- [SET PROBLEM]
Reproduce the listing below verbatim.

——

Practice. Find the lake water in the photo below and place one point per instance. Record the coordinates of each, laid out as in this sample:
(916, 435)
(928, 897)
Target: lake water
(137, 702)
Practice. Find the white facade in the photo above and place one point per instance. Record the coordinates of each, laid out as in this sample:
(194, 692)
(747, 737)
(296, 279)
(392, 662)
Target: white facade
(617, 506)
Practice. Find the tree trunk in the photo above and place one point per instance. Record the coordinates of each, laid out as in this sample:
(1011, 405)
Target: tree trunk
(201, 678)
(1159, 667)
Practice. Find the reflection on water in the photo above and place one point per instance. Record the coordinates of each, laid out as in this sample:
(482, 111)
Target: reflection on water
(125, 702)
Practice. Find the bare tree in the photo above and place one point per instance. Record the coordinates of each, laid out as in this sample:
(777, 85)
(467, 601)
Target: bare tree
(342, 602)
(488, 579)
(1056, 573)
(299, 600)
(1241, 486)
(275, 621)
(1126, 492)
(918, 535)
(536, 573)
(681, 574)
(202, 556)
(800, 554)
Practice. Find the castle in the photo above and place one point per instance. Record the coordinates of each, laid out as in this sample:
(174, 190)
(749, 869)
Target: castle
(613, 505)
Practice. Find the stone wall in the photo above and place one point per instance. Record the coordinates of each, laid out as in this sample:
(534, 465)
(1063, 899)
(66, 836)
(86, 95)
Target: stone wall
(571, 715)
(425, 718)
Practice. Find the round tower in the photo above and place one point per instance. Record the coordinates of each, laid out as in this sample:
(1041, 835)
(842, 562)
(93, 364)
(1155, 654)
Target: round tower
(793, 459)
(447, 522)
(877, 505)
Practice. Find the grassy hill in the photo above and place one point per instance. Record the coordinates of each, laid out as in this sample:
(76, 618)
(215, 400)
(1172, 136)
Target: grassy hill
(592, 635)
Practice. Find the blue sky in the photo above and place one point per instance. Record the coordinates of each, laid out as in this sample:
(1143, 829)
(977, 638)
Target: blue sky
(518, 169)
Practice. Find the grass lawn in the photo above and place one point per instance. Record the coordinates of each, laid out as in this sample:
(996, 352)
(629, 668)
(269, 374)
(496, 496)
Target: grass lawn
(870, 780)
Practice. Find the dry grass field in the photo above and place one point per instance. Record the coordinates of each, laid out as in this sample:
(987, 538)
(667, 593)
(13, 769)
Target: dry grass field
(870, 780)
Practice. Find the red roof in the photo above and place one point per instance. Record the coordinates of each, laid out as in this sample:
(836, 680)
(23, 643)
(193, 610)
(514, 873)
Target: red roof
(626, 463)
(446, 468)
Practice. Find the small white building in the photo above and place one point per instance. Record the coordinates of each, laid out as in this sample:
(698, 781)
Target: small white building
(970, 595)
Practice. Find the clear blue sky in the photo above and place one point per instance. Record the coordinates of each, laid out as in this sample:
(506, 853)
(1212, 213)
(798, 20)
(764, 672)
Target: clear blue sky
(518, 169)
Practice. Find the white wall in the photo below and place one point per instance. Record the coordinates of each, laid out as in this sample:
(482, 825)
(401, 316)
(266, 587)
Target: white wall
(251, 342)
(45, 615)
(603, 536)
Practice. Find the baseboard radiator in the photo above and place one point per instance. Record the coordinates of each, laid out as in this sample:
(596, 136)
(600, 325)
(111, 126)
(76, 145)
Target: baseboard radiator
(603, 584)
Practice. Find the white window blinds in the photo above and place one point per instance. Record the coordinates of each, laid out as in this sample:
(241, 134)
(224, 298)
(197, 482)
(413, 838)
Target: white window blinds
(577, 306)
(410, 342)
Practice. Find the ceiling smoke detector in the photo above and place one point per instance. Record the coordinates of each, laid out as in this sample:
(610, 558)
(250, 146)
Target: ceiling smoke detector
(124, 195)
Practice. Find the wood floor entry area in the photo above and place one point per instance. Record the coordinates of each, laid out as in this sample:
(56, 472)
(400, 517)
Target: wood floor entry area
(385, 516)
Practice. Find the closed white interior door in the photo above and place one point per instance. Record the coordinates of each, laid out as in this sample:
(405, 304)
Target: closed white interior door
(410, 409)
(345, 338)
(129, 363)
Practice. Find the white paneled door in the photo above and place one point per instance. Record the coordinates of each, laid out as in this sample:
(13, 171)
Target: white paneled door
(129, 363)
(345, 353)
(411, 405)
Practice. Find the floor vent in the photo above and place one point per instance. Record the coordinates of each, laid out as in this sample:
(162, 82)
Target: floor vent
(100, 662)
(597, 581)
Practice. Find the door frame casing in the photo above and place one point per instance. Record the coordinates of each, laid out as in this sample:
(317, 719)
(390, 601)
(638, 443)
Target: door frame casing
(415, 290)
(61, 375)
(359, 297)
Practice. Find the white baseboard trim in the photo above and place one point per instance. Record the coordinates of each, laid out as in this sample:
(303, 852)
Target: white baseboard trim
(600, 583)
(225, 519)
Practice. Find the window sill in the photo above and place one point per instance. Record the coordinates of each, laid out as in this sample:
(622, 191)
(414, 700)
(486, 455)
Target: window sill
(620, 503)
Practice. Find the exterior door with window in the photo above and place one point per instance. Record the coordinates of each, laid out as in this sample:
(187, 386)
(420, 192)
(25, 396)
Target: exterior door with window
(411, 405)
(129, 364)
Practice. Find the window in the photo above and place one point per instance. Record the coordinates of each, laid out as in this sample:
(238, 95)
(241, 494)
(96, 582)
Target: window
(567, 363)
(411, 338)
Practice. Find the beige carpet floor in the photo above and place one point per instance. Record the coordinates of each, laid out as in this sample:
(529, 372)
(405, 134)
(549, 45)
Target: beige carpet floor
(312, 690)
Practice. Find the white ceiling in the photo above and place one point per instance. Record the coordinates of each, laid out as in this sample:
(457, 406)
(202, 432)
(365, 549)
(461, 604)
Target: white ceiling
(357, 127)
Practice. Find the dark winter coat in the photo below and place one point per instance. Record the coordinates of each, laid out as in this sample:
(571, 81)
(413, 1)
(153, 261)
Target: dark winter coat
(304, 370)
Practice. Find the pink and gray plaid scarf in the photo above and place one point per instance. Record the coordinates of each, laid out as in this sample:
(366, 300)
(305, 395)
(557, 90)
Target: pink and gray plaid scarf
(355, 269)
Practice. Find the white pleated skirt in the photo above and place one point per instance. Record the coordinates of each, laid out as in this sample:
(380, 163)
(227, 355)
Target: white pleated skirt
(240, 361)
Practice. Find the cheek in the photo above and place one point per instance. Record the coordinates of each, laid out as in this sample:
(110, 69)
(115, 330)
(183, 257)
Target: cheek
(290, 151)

——

- [RESPONSE]
Practice. Find the lake water in the photo below and place one point per instance. Record the coordinates of each, laid out as in this sample:
(916, 435)
(928, 897)
Target: lake water
(137, 702)
Practice. Find the white facade in the photo above and place one point per instance. Record the coordinates of each, laid out as in this sample:
(194, 692)
(747, 737)
(296, 279)
(392, 662)
Target: white facade
(617, 506)
Practice. Find the tree trunk in the photo above and place one point per instance. Record the coordinates of each, laid out as in this sample:
(1011, 405)
Target: tree trunk
(201, 678)
(1159, 667)
Practice. Find the reflection on water in the photo above and place one point per instance. Record the coordinates of each, laid out as in this sample:
(482, 111)
Target: reflection on water
(125, 702)
Practice. Find the bare tree in the photo above and place one point per instance. Record the coordinates of each, laid out as in this sample:
(777, 85)
(467, 601)
Target: bare tree
(342, 602)
(488, 579)
(1056, 573)
(299, 600)
(1241, 486)
(275, 621)
(1126, 492)
(918, 535)
(536, 573)
(681, 574)
(202, 556)
(800, 554)
Practice. Find the castle in the photo above and place one point per instance. Record the coordinates of each, laid out as in this sample:
(174, 190)
(749, 869)
Target: castle
(613, 505)
Practice. Find the stone wall in the photo above and place one point per instance. Record the coordinates of each, laid out as in this sample:
(534, 465)
(1063, 899)
(66, 836)
(86, 95)
Target: stone wall
(571, 715)
(425, 718)
Practice. Find the round tower in the photo above and place one point per instance. Record the coordinates of each, laid out as in this sample:
(1041, 835)
(842, 562)
(93, 364)
(1155, 654)
Target: round tower
(793, 459)
(447, 522)
(877, 505)
Practice. Find the grassy hill in the photo above and place one point per instance. Record the coordinates of each, laid out as in this sample:
(76, 618)
(215, 400)
(1172, 136)
Target: grassy hill
(592, 635)
Practice. Find the blue sky in the photo above and place one point per instance. Record the coordinates of each, laid out as in this sample:
(1143, 829)
(977, 638)
Target: blue sky
(518, 169)
Practice. Find the grass lawn in the photo above and place one point per instance. Record the coordinates of each, laid out as in this sample:
(996, 352)
(629, 668)
(269, 374)
(496, 496)
Target: grass lawn
(870, 780)
Practice. Find the dry grass field in the photo above and place one point per instance. Record the coordinates of each, laid out as in this sample:
(987, 538)
(667, 593)
(13, 769)
Target: dry grass field
(870, 780)
Practice. Find the red roof in the photo above and place one point per instance. Record the coordinates of each, laid out as in this sample:
(836, 680)
(23, 643)
(193, 610)
(514, 873)
Target: red roof
(626, 463)
(446, 468)
Practice. Find the small white building in the photo above and place one point per instance. Record the coordinates of each, laid out as in this sample:
(698, 781)
Target: small white building
(970, 595)
Practice. Find the clear blue sky in the photo above and place one point per instance. Record the coordinates of each, laid out as in this sample:
(506, 853)
(1212, 213)
(798, 20)
(764, 672)
Target: clear blue sky
(518, 169)
Practice. Find the white wall in the photo below and place one point per instance. Record the coordinates of each, laid out as in this sample:
(482, 825)
(401, 316)
(266, 587)
Target: white wall
(251, 342)
(45, 615)
(603, 536)
Practice. Find the baseboard radiator in the photo above and place one point per instance. Record the coordinates of each, laid out as in this sample:
(596, 136)
(600, 325)
(111, 126)
(76, 145)
Target: baseboard radiator
(603, 584)
Practice. Find the white window blinds in the photo above and place one point per instance. Record the coordinates of each, laid out as in this sample:
(241, 134)
(224, 298)
(197, 482)
(413, 838)
Target: white window blinds
(577, 306)
(410, 342)
Practice. Find the ceiling smoke detector in the photo above and place one point per instance. Record the coordinates of each, laid out as in this sample:
(610, 558)
(250, 146)
Target: ceiling smoke detector
(124, 195)
Practice. Find the wood floor entry area in the photo above and place one point per instance. Record the coordinates of each, laid out as in this sample:
(56, 472)
(400, 517)
Target: wood floor entry area
(385, 516)
Practice. Find the closed white interior door in the photo above and place one point per instance. Record the coordinates of each, laid out as in this sample:
(405, 304)
Target: closed white interior door
(410, 409)
(345, 338)
(129, 363)
Practice. Find the white paneled door in the photo above and place one point per instance. Record the coordinates of each, laid out as in this sample:
(13, 171)
Target: white paneled door
(129, 363)
(345, 353)
(411, 405)
Practice. Find the floor vent in the photo above and place one point per instance. Record the coordinates of each, laid out as in this sample:
(162, 82)
Target: floor vent
(100, 662)
(597, 581)
Practice. Find the door frame casing in the photo above and place one point per instance. Record the coordinates of each, laid out as in this sample:
(317, 719)
(390, 601)
(638, 443)
Target: door frame casing
(415, 290)
(61, 375)
(359, 297)
Practice. Find the white baseboard trim in the photo above and place one point per instance. Record the coordinates of each, laid out as in this sample:
(303, 852)
Target: white baseboard trim
(600, 583)
(225, 519)
Practice. Find the window sill in the photo above and place one point per instance. Record the coordinates of each, laid out as in this sample:
(622, 191)
(414, 700)
(486, 455)
Target: window sill
(620, 503)
Practice. Find the exterior door with window in the photo above and place one point per instance. Record the coordinates of each, laid out as in this sample:
(187, 386)
(420, 192)
(25, 396)
Target: exterior door with window
(411, 405)
(129, 364)
Practice. Find the window in the photo above and place one point per instance. Record the coordinates of each, laid out as in this sample:
(238, 95)
(241, 494)
(96, 582)
Target: window
(567, 363)
(411, 338)
Practice. Find the beige carpet floor in the photo above and place one point per instance. Record the coordinates of each, laid out as in this sample:
(529, 372)
(405, 134)
(549, 45)
Target: beige carpet floor
(312, 690)
Practice. Find the white ceiling in the photo above and place one point per instance. Record the coordinates of each, laid out as in this sample:
(457, 406)
(202, 432)
(365, 549)
(461, 604)
Target: white ceiling
(357, 127)
Practice. Find the dark winter coat in the photo below and place one point per instance. Record the coordinates of each, laid out as in this sample:
(571, 81)
(413, 1)
(153, 261)
Target: dark winter coat
(304, 370)
Practice. Find the pink and gray plaid scarf in the photo above and place one point per instance. Record the coordinates of each, laid out as in this sample:
(366, 300)
(305, 395)
(557, 90)
Target: pink and gray plaid scarf
(355, 269)
Practice. Find the white pleated skirt in the photo above and place one point per instance. Record the coordinates of each, laid out as in this sample:
(380, 163)
(227, 355)
Target: white pleated skirt
(240, 361)
Practice. Find the cheek in the photo above and place one point per instance. Record the coordinates of each, laid out as in this sample:
(110, 69)
(115, 330)
(183, 257)
Target: cheek
(290, 151)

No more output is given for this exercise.